VORGEGEBENER TEXT:
▬▬▬▬▬▬

Grünewald: Weil Corona immer einen Schritt voraus ist, daher wollen wir jetzt immer Erster sein. Zumal Baumärkte so wichtig sind, weil die Menschen jetzt Zeit haben und Projekte realisieren wollen. Auch um ihre Ohnmacht zu kompensieren, nichts macht Menschen mächtiger als der Baumarkt.

Also ein ähnliches Phänomen wie zu Beginn der Krise mit den Hamsterkäufen?

Die erste Phase war vor allem durch die Bewältigung der Ohnmachtserfahrung geprägt, mit der das Corona-Virus die Menschen konfrontiert. Alle sehen sich mit einer fremdartigen Bedrohung konfrontiert, die sinnlich nicht wahrnehmbar ist. Durch diese Unfassbarkeit funktionieren die bewährten Flucht- oder Abwehrreaktionen der Menschen nicht. Oft bleibt das Gefühl einer schwer aushaltbaren bleiernen Ohnmacht. Durch die Hamsterkäufe können die Menschen demonstrieren, dass sie das Heft des Handelns in der Hand haben. Sie haben das souveräne Gefühl, sich wenigstens aktiv versorgen zu können, wenn man sich schon nicht vollständig schützen kann. Wer genügend Kohlenhydrate im Schrank hat, hofft sich über potenzielle Stimmungskrisen, Beziehungskonflikte oder einen drohenden Lagerkoller hinweg zu retten. Auch mit dem Horten von Klopapier demonstrierten die Käufer derzeit ihre - auch in Krisenzeiten - große „Geschäftstüchtigkeit“.

Wie ging es den Menschen damit?

Gemeinsam haben Politik, Bürger und Medien versucht der Bedrohung zu begegnen und der Ohnmacht zu entkommen, durch eine Aktivitäts- bzw. Begrenzungsspirale. Über Wochen wurde die soziale Fastenzeit durch immer weitere Verzichtsappelle und Kontaktbeschränkungen ausgebaut. Aber trotz aller Anstrengungen und Maßnahmen bleibt allen Akteuren das Gefühl „ewige Zweite“ zu sein. Wie im Märchen vom Hasen und dem Igel scheint das Virus immer einen Schritt weiter zu sein und neue Einigelungen zu fordern.

▬▬▬▬▬▬

DATENAUSZÜGE:

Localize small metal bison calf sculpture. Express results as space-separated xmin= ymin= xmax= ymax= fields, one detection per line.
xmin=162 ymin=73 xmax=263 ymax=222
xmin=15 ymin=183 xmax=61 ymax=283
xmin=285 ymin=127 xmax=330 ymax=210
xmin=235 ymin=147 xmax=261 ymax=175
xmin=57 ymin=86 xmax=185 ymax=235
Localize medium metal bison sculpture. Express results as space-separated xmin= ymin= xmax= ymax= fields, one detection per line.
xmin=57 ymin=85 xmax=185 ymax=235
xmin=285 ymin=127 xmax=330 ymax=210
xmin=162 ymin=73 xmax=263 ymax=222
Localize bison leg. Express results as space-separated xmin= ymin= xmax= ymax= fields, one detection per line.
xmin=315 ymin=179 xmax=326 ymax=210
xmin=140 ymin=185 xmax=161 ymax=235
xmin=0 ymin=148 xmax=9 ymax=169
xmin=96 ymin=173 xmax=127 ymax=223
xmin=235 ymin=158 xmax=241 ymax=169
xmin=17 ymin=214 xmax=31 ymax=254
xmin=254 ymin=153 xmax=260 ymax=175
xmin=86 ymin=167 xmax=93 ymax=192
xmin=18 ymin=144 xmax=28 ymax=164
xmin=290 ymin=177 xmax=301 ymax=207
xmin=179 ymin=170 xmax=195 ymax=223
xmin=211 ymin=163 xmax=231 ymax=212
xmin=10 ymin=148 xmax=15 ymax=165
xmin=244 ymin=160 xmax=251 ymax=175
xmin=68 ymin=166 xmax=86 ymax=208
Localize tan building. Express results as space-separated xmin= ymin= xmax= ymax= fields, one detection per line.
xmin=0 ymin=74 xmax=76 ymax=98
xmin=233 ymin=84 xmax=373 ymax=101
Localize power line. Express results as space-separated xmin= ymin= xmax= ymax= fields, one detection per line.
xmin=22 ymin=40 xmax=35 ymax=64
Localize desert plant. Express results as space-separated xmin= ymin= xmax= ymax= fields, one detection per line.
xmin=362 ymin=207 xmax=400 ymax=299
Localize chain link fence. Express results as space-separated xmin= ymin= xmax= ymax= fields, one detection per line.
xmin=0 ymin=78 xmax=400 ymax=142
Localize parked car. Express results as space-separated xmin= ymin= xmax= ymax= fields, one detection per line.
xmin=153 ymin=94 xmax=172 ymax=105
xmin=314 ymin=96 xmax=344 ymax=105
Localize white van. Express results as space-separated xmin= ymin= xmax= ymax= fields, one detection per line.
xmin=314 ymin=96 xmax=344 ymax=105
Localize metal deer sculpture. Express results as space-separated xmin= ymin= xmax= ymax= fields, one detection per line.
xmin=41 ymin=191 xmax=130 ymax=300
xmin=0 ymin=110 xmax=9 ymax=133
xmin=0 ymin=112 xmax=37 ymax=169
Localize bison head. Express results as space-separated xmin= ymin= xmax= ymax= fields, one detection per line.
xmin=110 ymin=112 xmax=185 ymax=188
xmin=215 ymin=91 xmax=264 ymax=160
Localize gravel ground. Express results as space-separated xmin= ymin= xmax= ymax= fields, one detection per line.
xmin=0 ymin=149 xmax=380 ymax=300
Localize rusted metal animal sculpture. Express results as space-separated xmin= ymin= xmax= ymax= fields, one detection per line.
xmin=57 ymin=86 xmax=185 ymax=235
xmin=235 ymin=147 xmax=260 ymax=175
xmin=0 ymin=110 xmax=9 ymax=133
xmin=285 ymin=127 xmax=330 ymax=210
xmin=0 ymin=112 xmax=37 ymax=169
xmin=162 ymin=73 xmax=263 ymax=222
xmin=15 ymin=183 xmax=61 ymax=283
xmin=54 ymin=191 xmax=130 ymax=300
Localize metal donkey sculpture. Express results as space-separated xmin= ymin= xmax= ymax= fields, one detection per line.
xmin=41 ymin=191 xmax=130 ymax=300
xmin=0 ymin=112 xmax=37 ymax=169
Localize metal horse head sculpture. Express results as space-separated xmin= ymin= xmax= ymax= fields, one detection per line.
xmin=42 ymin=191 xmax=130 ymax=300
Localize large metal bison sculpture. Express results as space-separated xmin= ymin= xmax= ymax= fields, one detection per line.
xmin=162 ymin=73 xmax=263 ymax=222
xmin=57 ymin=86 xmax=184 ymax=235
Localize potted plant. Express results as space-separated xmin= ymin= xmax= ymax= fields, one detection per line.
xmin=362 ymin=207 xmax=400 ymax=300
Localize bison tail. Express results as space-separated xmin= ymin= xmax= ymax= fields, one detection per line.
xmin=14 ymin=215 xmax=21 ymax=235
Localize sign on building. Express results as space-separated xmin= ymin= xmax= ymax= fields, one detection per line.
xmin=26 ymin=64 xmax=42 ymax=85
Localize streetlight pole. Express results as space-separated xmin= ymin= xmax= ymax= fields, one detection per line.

▬▬▬▬▬▬

AUFGABE:
Schreiben Sie den Text über Corona, Baumärkte und Hamsterkäufe vollständig und wortgetreu nieder.

LÖSUNG:
Grünewald: Weil Corona immer einen Schritt voraus ist, daher wollen wir jetzt immer Erster sein. Zumal Baumärkte so wichtig sind, weil die Menschen jetzt Zeit haben und Projekte realisieren wollen. Auch um ihre Ohnmacht zu kompensieren, nichts macht Menschen mächtiger als der Baumarkt.

Also ein ähnliches Phänomen wie zu Beginn der Krise mit den Hamsterkäufen?

Die erste Phase war vor allem durch die Bewältigung der Ohnmachtserfahrung geprägt, mit der das Corona-Virus die Menschen konfrontiert. Alle sehen sich mit einer fremdartigen Bedrohung konfrontiert, die sinnlich nicht wahrnehmbar ist. Durch diese Unfassbarkeit funktionieren die bewährten Flucht- oder Abwehrreaktionen der Menschen nicht. Oft bleibt das Gefühl einer schwer aushaltbaren bleiernen Ohnmacht. Durch die Hamsterkäufe können die Menschen demonstrieren, dass sie das Heft des Handelns in der Hand haben. Sie haben das souveräne Gefühl, sich wenigstens aktiv versorgen zu können, wenn man sich schon nicht vollständig schützen kann. Wer genügend Kohlenhydrate im Schrank hat, hofft sich über potenzielle Stimmungskrisen, Beziehungskonflikte oder einen drohenden Lagerkoller hinweg zu retten. Auch mit dem Horten von Klopapier demonstrierten die Käufer derzeit ihre - auch in Krisenzeiten - große „Geschäftstüchtigkeit“.

Wie ging es den Menschen damit?

Gemeinsam haben Politik, Bürger und Medien versucht der Bedrohung zu begegnen und der Ohnmacht zu entkommen, durch eine Aktivitäts- bzw. Begrenzungsspirale. Über Wochen wurde die soziale Fastenzeit durch immer weitere Verzichtsappelle und Kontaktbeschränkungen ausgebaut. Aber trotz aller Anstrengungen und Maßnahmen bleibt allen Akteuren das Gefühl „ewige Zweite“ zu sein. Wie im Märchen vom Hasen und dem Igel scheint das Virus immer einen Schritt weiter zu sein und neue Einigelungen zu fordern.